In the film discussion, what does the vampire mace that Whistler gives Karen contain?

- **Provided passage**:
# # # # #

Then I guess it's a lot of sunscreen's oily, you know.

Speaker 3

Yeah, well, I know I know that I don't like the feeling of sunscreen either, But I mean, if you're the other option.

Speaker 5

Is a responsible thing to do.

Speaker 3

Yeah, yeah. But anyway, so they explained to Karen and they're like, look, you got to get out of town. Now that you've been exposed to the vampires. They're going to be on the hunt for you. And she thinks she can go to the police, but nope, vampires own the police apparently, and Whistler gives her vampire mace, which is a spray canister of garlic and colloidal silver. So she's I think she's going to go off and do

her own thing. Oh and then in the meantime, we get a really funny scene with Udo Kier and Frost where like Udo Kier goes into the I don't know, the vampire computer bank, the archives, I guess, and he walks in and Frost is in there with like a laptop running doing all kind of weird AI stuff, these like glyphs, and and he's like, you're using a computer to decipher the ancient text, you fool. The ancient text

can never be translated. You wouldn't even understand them. And Frost is just petulantly like and then I think one of them does, does Udo Kier slap Frost in the face?

Speaker 5

Oh yeah, yeah, this is not at least you know, they create the effect of him just really slapping the heck out of him, and and Udo has like all the veins and his head bulging after he does it. It's it's it's very nice. It's a good slap.

Speaker 3

But then Blade drops Karen off in the city and he is a reckless driver. He is not he is not respecting pedestrians. So she goes into her building and then there's a scene. I thought this was very cool because you know, he's like, keep your eyes open, and she's like, but it's daytime. Shouldn't I be safe now

at least? But she goes into her building and then she gets into the elevator and she notices that there are people in the elevator who have these weird tattoos on the back of their necks, these little square glyphs.

# # # # #

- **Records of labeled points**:
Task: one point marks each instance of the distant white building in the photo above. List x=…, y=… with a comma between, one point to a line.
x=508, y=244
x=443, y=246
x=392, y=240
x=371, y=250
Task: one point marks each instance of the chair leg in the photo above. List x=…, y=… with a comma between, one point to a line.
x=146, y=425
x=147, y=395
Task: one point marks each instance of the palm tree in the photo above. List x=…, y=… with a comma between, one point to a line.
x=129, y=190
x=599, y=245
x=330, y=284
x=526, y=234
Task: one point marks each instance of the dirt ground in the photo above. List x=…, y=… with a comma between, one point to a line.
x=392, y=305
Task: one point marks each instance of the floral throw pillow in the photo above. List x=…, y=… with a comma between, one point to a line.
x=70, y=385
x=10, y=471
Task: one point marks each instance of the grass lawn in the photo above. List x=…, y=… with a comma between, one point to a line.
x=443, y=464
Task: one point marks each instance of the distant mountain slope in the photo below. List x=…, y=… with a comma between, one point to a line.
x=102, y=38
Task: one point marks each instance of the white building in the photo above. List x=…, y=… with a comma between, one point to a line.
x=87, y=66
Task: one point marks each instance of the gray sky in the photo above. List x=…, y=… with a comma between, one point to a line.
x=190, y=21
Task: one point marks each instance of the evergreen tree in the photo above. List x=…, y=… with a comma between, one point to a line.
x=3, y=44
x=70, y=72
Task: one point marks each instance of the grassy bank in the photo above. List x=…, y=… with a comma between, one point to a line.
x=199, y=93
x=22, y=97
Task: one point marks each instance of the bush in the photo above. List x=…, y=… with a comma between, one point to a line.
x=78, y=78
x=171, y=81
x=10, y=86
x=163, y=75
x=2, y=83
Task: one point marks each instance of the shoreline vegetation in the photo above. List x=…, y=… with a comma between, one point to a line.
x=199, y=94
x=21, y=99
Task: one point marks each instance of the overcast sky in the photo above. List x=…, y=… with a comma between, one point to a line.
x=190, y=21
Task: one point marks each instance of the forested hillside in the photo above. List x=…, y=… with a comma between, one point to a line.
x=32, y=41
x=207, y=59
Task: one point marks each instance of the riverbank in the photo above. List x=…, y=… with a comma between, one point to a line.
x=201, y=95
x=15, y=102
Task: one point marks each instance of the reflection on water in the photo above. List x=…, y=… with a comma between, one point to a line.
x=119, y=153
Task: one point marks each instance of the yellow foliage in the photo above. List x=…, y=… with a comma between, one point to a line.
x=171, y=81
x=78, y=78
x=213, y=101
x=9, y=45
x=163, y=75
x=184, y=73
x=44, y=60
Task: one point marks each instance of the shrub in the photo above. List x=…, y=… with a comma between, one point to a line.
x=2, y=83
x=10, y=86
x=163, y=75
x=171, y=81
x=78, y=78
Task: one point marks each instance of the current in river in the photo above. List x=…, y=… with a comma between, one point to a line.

# # # # #

- **The reply**: Garlic and colloidal silver, in a spray canister.